Exercise goal: Give the number of lines in the listing below that contain the word "metal", and write nothing but that number.

Information provided:
Begin

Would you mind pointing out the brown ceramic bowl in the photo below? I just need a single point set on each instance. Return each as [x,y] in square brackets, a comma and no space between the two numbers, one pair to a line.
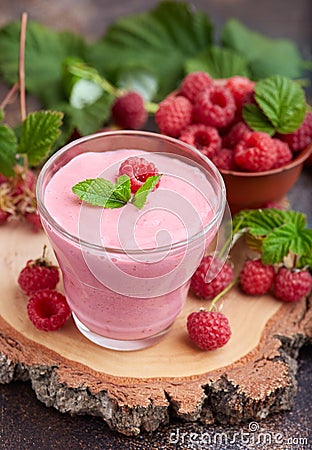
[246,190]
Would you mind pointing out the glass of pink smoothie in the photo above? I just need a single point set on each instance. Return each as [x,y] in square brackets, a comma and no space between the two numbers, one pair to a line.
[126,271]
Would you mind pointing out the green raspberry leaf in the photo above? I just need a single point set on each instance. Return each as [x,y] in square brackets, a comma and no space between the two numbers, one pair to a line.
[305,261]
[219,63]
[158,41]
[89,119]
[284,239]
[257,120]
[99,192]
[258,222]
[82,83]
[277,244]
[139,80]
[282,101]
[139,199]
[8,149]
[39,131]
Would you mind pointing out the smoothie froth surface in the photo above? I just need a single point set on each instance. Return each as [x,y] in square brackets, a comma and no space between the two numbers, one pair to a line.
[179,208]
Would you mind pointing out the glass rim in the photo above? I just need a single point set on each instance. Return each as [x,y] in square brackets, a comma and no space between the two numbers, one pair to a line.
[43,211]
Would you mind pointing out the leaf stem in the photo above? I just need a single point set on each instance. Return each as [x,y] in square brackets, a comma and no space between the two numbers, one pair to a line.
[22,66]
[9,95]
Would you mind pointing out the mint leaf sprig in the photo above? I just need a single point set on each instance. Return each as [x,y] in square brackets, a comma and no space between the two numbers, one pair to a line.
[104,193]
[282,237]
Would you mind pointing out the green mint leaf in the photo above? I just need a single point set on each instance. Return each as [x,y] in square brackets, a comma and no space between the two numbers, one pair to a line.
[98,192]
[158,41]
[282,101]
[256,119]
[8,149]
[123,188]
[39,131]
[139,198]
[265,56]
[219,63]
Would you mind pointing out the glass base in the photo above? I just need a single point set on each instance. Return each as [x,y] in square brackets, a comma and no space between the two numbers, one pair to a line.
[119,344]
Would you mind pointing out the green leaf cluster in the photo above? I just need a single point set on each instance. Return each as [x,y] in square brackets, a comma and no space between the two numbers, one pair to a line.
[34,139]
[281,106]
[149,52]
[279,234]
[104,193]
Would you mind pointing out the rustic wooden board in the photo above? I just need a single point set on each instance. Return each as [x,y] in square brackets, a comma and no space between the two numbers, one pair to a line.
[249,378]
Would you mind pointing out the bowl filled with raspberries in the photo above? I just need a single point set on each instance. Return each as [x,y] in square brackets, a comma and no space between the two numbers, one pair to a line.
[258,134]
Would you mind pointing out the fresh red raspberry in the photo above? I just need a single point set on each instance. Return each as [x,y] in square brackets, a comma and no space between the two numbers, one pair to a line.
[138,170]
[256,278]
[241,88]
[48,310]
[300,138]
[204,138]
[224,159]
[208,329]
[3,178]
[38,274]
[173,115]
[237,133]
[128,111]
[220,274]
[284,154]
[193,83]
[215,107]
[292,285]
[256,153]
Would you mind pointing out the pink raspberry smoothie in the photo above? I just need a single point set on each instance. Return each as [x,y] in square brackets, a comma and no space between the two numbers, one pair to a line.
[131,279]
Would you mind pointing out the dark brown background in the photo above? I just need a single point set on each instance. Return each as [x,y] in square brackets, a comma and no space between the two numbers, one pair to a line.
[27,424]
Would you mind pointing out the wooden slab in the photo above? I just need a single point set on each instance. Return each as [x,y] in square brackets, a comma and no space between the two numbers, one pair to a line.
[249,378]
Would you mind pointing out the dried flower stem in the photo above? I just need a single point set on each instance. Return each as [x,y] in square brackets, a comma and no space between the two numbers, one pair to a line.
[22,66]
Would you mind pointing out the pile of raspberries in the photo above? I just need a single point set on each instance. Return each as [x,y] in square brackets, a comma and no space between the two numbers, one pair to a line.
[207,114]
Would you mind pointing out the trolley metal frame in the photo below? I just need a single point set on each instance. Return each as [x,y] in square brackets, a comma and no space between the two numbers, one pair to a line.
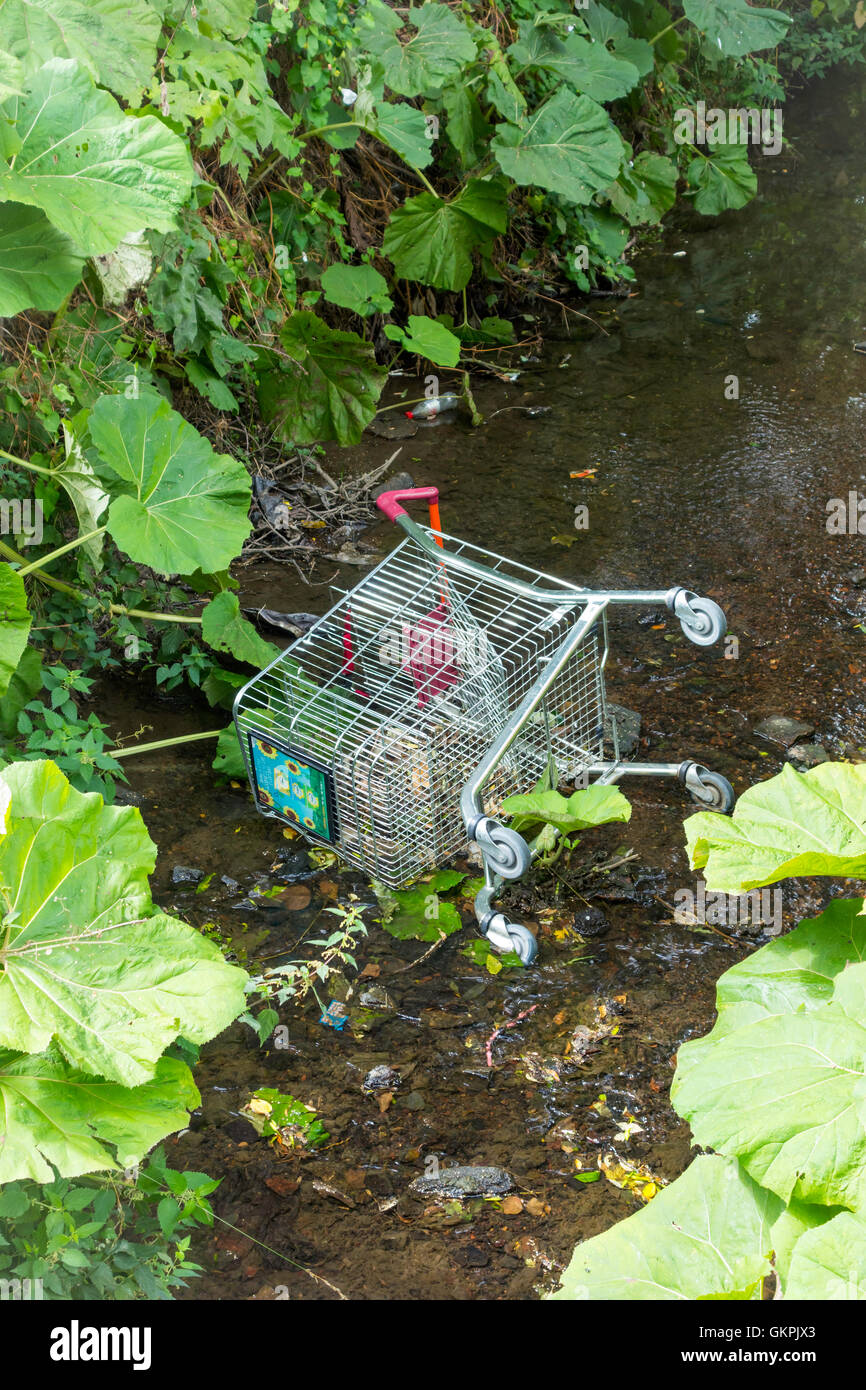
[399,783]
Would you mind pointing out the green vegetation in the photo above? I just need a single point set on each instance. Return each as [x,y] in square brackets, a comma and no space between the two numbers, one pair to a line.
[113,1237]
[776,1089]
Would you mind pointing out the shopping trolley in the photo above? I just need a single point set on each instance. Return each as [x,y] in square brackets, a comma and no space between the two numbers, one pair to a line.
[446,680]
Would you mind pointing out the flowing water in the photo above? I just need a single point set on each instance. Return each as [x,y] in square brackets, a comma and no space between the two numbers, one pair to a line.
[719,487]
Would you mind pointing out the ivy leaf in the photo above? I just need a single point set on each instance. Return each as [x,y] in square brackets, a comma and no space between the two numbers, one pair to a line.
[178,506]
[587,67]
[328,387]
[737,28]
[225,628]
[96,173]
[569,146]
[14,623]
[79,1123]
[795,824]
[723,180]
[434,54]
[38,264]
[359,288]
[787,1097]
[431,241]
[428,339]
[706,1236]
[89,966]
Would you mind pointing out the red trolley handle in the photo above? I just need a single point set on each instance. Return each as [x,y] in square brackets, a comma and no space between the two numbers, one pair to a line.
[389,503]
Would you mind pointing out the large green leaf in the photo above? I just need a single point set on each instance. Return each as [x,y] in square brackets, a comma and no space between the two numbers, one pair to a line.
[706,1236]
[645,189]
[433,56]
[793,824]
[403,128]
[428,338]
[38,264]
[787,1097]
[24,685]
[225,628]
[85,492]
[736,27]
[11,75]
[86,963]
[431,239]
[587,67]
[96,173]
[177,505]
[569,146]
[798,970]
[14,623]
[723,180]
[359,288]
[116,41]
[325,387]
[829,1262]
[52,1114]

End
Begin

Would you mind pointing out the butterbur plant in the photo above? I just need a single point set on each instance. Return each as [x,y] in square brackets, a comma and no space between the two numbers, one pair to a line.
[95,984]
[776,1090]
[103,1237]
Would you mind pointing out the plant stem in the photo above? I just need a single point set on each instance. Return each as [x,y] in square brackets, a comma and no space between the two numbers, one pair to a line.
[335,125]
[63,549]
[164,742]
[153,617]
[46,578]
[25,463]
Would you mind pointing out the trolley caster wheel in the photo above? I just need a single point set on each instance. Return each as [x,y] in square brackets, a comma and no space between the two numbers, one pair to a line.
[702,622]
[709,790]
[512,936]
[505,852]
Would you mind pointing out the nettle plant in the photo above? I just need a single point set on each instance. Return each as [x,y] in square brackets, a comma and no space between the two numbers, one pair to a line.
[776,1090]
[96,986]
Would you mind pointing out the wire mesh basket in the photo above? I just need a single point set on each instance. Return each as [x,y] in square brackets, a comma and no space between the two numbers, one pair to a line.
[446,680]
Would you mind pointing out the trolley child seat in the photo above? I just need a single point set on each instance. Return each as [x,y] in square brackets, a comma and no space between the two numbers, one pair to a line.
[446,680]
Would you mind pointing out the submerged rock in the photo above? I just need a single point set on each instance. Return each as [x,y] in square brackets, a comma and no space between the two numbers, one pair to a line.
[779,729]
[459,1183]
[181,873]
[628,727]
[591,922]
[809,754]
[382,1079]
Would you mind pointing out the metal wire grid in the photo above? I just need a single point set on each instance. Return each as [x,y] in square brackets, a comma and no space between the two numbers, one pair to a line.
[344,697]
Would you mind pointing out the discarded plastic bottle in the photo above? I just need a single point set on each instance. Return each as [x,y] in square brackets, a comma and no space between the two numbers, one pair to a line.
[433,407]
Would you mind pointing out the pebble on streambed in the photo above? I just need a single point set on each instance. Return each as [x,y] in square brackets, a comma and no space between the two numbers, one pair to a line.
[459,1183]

End
Begin

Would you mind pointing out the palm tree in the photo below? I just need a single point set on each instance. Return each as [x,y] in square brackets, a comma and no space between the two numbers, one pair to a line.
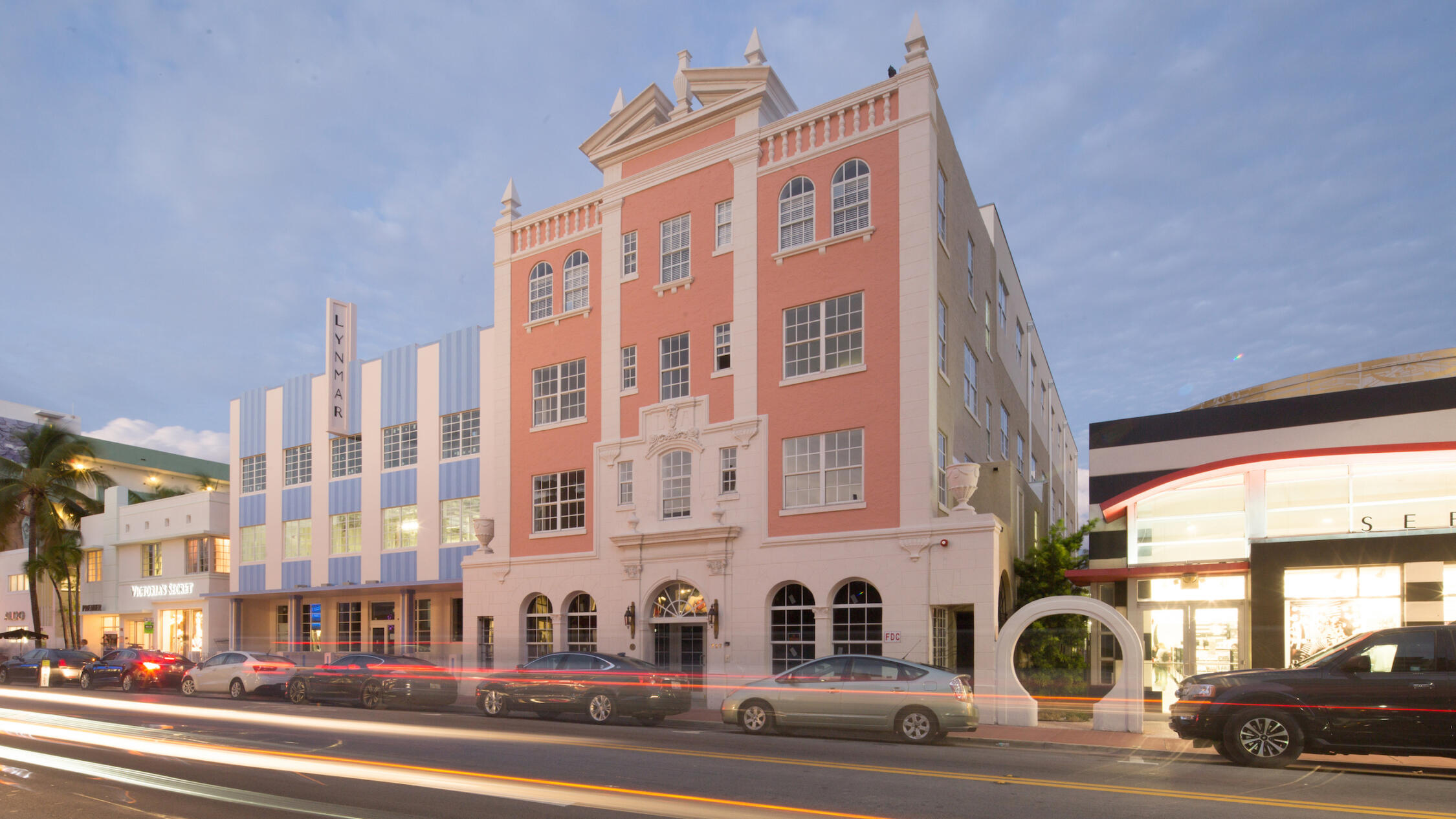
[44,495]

End

Output of the exercise: 2